- _OBJETIVO A_: No texto sobre formaturas, liste todas as palavras que vêm logo depois de "outros" ou "outras".

- _TRECHO FORNECIDO_:
#####

Não por acaso os olhos de familiares se humedecem ao ver um representante de sua estirpe ser chamado a receber o diploma. Nos passos do jovem que se apresenta toda a história de dificuldades superadas, momentos que agora retornam como num filme que se passa, vertiginosamente, nas memórias. A febre da conquista não faz olvidar as agruras do trajeto. Aquela senhora que se emociona ao ver o filho receber seu diploma há de considerar suas lides financeiras e tantos outros percalços domados ao longo de anos de sua viuvez. Cada ser humano traz consigo uma história pontuada por barreiras a serem superadas.

Mas, não há como não se emocionar ao ver as crianças de 5 anos de idade que completam o ciclo de educação infantil. Já avançados no território da alfabetização eis que a eles se abre um novo mundo no ensino fundamental. Ao comemorarem o encerramento do ciclo talvez pela primeira vez experimentem a sensação da perda que fatalmente acontecerá. Eis que daqueles tão maravilhosos amigos uns tantos seguirão outros caminhos, outras escolas, etc. Inevitável que ocorram separações.

#####

- _DADOS REGISTRADOS_:
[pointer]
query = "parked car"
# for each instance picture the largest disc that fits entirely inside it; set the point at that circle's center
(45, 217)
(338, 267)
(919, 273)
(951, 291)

#####

- _OBJETIVO B_: Reproduza todos os registros acima, linha por linha e sem nenhuma alteração.

- _RESPOSTA DA TAREFA A_:
percalços
caminhos
escolas

- _RESPOSTA DA TAREFA B_:
[pointer]
query = "parked car"
# for each instance picture the largest disc that fits entirely inside it; set the point at that circle's center
(45, 217)
(338, 267)
(919, 273)
(951, 291)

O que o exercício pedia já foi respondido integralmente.